- _Your task_
Copy out each of the following lines word for word, in the order given.

- _Material for this exercise_
┄┄┄┄┄┄┄┄┄┄┄┄┄┄┄┄┄┄┄┄
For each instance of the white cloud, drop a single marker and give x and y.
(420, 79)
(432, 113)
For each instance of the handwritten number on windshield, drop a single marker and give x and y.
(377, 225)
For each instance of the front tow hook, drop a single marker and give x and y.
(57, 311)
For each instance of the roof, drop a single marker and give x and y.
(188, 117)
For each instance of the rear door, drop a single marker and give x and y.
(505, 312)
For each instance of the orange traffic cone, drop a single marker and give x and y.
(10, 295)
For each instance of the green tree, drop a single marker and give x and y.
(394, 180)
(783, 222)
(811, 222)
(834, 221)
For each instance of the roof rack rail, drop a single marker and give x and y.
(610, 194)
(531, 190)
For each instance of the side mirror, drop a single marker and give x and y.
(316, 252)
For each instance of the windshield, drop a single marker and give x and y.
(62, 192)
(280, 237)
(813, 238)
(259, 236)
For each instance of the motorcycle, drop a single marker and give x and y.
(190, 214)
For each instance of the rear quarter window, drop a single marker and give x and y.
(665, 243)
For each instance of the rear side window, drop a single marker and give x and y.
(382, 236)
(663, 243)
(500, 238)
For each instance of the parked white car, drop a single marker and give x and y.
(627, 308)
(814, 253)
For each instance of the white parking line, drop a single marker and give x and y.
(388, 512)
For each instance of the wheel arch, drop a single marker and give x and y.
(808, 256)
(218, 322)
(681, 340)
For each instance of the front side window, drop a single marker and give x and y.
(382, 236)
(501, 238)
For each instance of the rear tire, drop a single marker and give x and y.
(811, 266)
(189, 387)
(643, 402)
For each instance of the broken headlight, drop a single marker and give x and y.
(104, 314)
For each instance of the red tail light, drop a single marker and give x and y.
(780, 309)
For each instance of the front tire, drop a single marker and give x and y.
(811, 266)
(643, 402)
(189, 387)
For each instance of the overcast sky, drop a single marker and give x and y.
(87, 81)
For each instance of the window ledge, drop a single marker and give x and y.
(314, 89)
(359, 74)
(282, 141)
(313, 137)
┄┄┄┄┄┄┄┄┄┄┄┄┄┄┄┄┄┄┄┄
- _Full answer_
For each instance of the white cloud, drop a single marker and give x and y.
(420, 79)
(432, 113)
For each instance of the handwritten number on windshield, drop a single marker and give x and y.
(377, 225)
For each instance of the front tow hook, drop a single marker and give x and y.
(57, 311)
For each instance of the roof, drop a single marker and give x and y.
(188, 117)
For each instance of the rear door, drop a single marker and give x and y.
(505, 312)
For each instance of the orange traffic cone, drop a single marker and give x and y.
(10, 295)
For each instance of the green tree, drop a single marker and give x and y.
(394, 180)
(783, 222)
(811, 222)
(834, 221)
For each instance of the roof rack rail, drop a single marker and give x and y.
(610, 194)
(531, 190)
For each instance of the side mirror, drop a single marker and give x and y.
(316, 252)
For each instance of the windshield, drop a single marker and give x and y.
(62, 192)
(280, 237)
(813, 238)
(259, 236)
For each instance of the motorcycle, drop a single marker and give x and y.
(190, 214)
For each instance of the rear quarter window, drop a single marker and give x and y.
(665, 243)
For each instance of the rear side window, drop a single marker and give x and y.
(382, 236)
(663, 243)
(500, 238)
For each instance of the parked white car, drop a single marker and give x and y.
(627, 308)
(814, 253)
For each instance of the white parking line, drop a single marker and give x and y.
(388, 512)
For each instance of the wheel arch, drop a single marker and give x and y.
(808, 256)
(218, 322)
(681, 340)
For each instance of the front side window, drop a single marker and give x and y.
(382, 236)
(501, 238)
For each instance of the rear tire, drop a single marker and give x and y.
(811, 266)
(189, 387)
(643, 402)
For each instance of the broken headlight, drop a single marker and give x and y.
(104, 314)
For each instance of the red tail light, drop a single marker and give x and y.
(780, 309)
For each instance of the front tire, drop a single marker and give x and y.
(811, 266)
(643, 402)
(189, 387)
For each instance of the overcast sky, drop a single marker and give x and y.
(87, 81)
For each instance of the window ledge, drop a single marker and give x and y.
(314, 89)
(359, 74)
(282, 141)
(313, 137)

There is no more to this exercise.